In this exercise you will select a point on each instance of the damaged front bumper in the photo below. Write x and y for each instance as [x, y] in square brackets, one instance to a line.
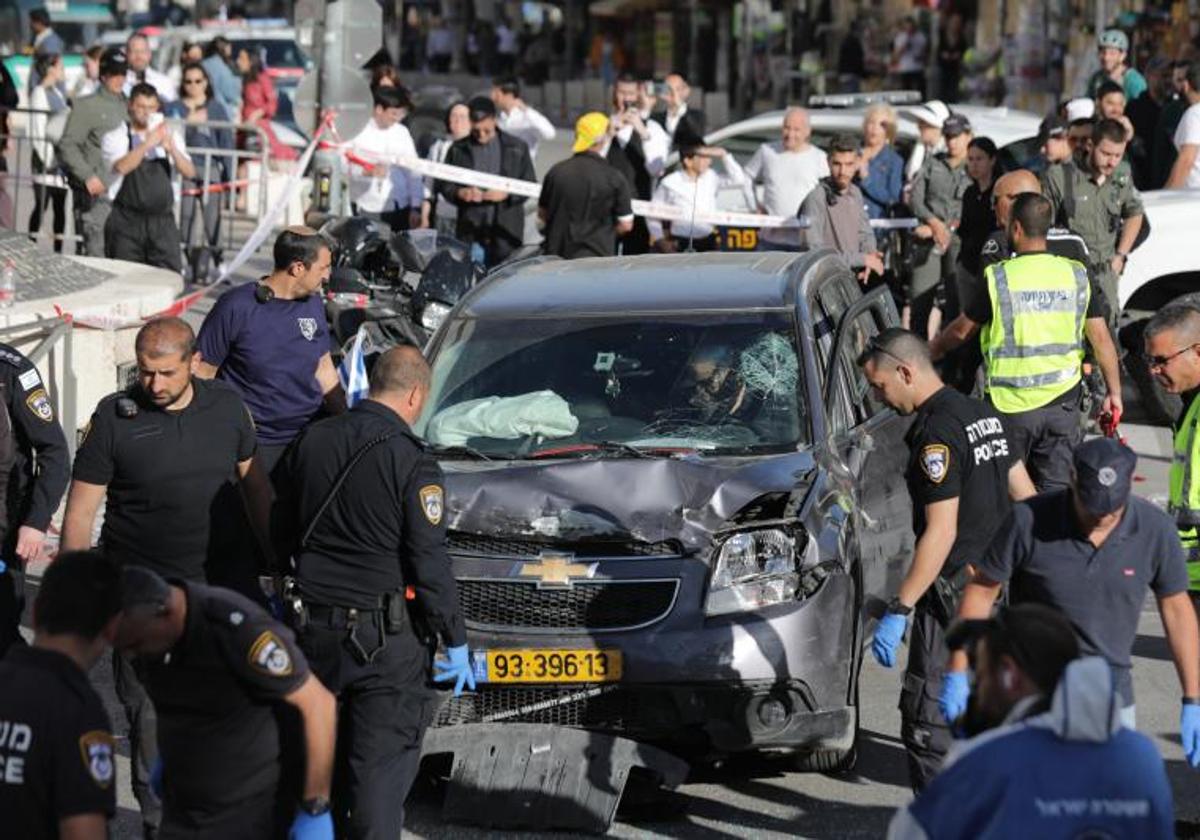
[534, 777]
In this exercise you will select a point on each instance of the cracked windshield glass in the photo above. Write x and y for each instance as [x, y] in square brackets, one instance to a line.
[540, 388]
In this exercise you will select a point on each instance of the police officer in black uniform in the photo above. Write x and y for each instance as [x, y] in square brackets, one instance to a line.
[160, 453]
[364, 504]
[960, 478]
[223, 675]
[34, 469]
[58, 766]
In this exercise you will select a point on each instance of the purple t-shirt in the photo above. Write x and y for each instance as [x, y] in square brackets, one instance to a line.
[269, 352]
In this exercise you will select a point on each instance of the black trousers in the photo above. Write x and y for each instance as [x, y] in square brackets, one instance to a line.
[143, 737]
[150, 239]
[259, 817]
[12, 603]
[927, 738]
[1045, 438]
[383, 712]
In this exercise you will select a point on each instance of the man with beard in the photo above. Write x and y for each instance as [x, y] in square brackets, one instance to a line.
[961, 474]
[1049, 756]
[159, 454]
[1091, 551]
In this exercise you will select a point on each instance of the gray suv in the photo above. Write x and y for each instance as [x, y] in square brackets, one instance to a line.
[675, 510]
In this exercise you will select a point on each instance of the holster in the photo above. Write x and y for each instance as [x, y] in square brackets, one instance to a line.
[943, 598]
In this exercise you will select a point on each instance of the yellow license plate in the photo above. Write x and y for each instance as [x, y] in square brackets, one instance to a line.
[553, 666]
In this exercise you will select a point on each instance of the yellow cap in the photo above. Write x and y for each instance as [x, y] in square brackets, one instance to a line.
[588, 130]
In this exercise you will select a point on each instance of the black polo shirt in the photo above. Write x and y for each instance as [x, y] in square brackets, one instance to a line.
[1042, 556]
[57, 756]
[384, 529]
[582, 198]
[163, 471]
[215, 695]
[958, 448]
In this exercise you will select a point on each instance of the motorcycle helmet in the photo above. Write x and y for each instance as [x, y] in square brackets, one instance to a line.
[353, 240]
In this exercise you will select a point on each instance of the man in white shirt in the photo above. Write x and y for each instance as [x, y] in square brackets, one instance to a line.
[1186, 172]
[517, 118]
[676, 91]
[789, 169]
[141, 154]
[639, 151]
[387, 192]
[137, 53]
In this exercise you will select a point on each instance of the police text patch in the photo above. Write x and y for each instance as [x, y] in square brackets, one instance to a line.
[270, 655]
[96, 750]
[40, 405]
[935, 460]
[431, 503]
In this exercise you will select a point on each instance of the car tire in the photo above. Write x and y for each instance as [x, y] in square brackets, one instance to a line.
[1159, 407]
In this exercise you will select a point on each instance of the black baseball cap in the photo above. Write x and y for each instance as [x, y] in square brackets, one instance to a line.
[955, 125]
[480, 108]
[113, 63]
[1103, 474]
[1053, 126]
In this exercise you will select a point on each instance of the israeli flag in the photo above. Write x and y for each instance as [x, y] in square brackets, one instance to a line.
[353, 370]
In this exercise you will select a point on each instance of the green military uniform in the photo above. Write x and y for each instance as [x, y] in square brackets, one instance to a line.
[936, 193]
[1185, 487]
[91, 118]
[1095, 211]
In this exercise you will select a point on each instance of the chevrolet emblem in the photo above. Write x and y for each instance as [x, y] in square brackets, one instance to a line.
[557, 569]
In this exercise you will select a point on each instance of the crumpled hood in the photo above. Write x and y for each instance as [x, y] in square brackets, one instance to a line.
[1085, 707]
[647, 499]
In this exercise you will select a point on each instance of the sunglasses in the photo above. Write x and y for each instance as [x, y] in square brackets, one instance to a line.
[1158, 363]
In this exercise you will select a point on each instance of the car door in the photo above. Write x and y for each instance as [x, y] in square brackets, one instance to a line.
[869, 439]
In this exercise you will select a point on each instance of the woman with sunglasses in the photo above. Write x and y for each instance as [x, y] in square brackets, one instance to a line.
[199, 109]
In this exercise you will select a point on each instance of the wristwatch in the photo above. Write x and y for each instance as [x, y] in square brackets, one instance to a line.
[315, 807]
[899, 607]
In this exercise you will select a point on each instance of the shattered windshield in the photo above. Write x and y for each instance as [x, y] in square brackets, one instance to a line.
[617, 385]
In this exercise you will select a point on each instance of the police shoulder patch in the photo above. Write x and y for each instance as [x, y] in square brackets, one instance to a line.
[40, 405]
[431, 503]
[935, 461]
[96, 751]
[270, 655]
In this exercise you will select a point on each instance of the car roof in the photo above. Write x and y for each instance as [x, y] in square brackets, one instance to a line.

++++++++

**Short task:**
Extract the entries in full, exactly as they are, minus the pictures.

**Exercise solution:**
In this exercise you will select a point on each instance of the damaged front bumper in the photo below. Write x and y for each instance as [x, y] in square brackets, one instance to a line.
[534, 777]
In this exercise you will select a point on each instance of the cracked windshield glass in the photo above. Write x and y for each instance as [x, y] in square brackets, one instance to a line.
[540, 388]
In this exercise you will select a point on each instance of the police officer in black uniform in the photo above. Write x and y for each instance as [x, y] in square brackets, one instance to a line.
[160, 453]
[364, 504]
[960, 478]
[223, 675]
[34, 469]
[58, 766]
In this exercise you will select a point on each instance of the purple t-shirt in the photo above. Write x and y for each instance as [x, y] in square brackets, one instance to a line.
[269, 352]
In this exercise you will select a point on each instance of the black trousers in the photo above. Write x and y for each instance as [x, y] in square brackets, one instance to a line.
[143, 737]
[150, 239]
[259, 817]
[12, 603]
[927, 738]
[1045, 438]
[383, 712]
In this exercise you will select a point on each instance of the man with beard in the photo above. Write x and y for each instance as [x, y] in square brackets, one instance to a line.
[961, 474]
[1049, 756]
[159, 454]
[1091, 551]
In this exercise you will select a point on each instance of the gray suv in the photo above. Write x and y for each instance as [x, y] in square brackets, one instance to a line.
[675, 510]
In this exercise you will select a point on each instance of the holster in the photo above. Write x and y for each instance as [x, y] in square brackets, one instance to a line.
[943, 598]
In this exercise you will select a point on each instance of the yellow license plate in the photo above. Write x and y for each instance as [x, y] in square brackets, one instance to a line.
[553, 666]
In this exercise you will select a point on each instance of the yellow cap in the photo above. Write x and y for each instance as [x, y] in square brackets, one instance to a line.
[588, 130]
In this exercise you will select a point on each instance of the black polo shirt in the photo above. Write x and y for each instance as [x, y] in square brackets, one instance to a line.
[1042, 556]
[57, 756]
[384, 529]
[582, 198]
[163, 471]
[215, 695]
[958, 448]
In this exercise you will select a point on each instance of the motorcycle helmet in the photo above. Write x and y for each instance as [x, y] in square brackets, one instance to a line.
[353, 240]
In this exercise you will select a point on each instance of the man in white shirt in the photo above. Write x and y for each instance as [x, y] in square brackets, one instance to a line.
[1186, 172]
[517, 118]
[676, 91]
[789, 169]
[141, 154]
[639, 151]
[387, 192]
[137, 53]
In this exercise you will select a point on each instance of the police text patch in the photo above. Write x and y for each instance as [x, y] in square brackets, one instance to a line.
[270, 655]
[96, 750]
[40, 405]
[935, 460]
[431, 503]
In this exercise you will select a point on each instance of the car tire in the photo above. Write x and y for each instance as [x, y] in square brackets, one instance to a line.
[1159, 407]
In this exercise you will select a point on each instance of the black baseball cap in the photo above. Write x and y for each instance as [x, y] in square brackets, one instance to a line.
[955, 125]
[480, 108]
[113, 63]
[1103, 474]
[1053, 126]
In this exercise you will select a point on each instance of the israeli flag in the photo above. Write x and y for each instance as [x, y] in square brackets, one instance to a line.
[353, 370]
In this exercise you will select a point on each instance of the green military uniform in the photo above. Write x and y for each instance as [x, y] in square brackets, one instance to a line.
[936, 193]
[1185, 487]
[91, 118]
[1095, 211]
In this exercise you will select a point on each instance of the chevrolet emblem in the photo above. Write x and y for each instance as [x, y] in square brackets, one instance to a line.
[557, 569]
In this exercise you will select a point on each instance of the crumpled hood in the photo above. Write x and y for each instance as [x, y] in square brackets, one instance to a line.
[1085, 707]
[647, 499]
In this exercise you will select a point on each instance of the sunglasses in the photo above. Write x and y for each instance as [x, y] in square brackets, one instance to a line.
[1158, 363]
In this exercise you will select a point on each instance of the car door in the photo above. Write x and y for each instance as [x, y] in square brackets, one instance to a line.
[869, 439]
In this exercise you will select a point on each instance of the woman with sunglasses in the photo above. Write x and y for each instance as [x, y] in square brackets, one instance to a line.
[199, 109]
In this exercise you will select a point on each instance of the wristwatch in the photo above. Write x and y for each instance as [x, y] in square brackets, one instance to a line.
[315, 807]
[899, 607]
In this exercise you will select a point on each instance of the shattered windshield in the photo above. Write x and y for each instance as [x, y] in square brackets, one instance to a line.
[617, 385]
In this exercise you will select a point on each instance of the police shoulder patch in the photo above. Write x and y for each instance as [x, y] in square brackets, one instance to a line.
[40, 405]
[431, 503]
[935, 461]
[96, 751]
[270, 655]
In this exercise you will select a point on each instance of the car roof in the photo above. Write x and y for each instance as [x, y] in square brackets, one instance to a line.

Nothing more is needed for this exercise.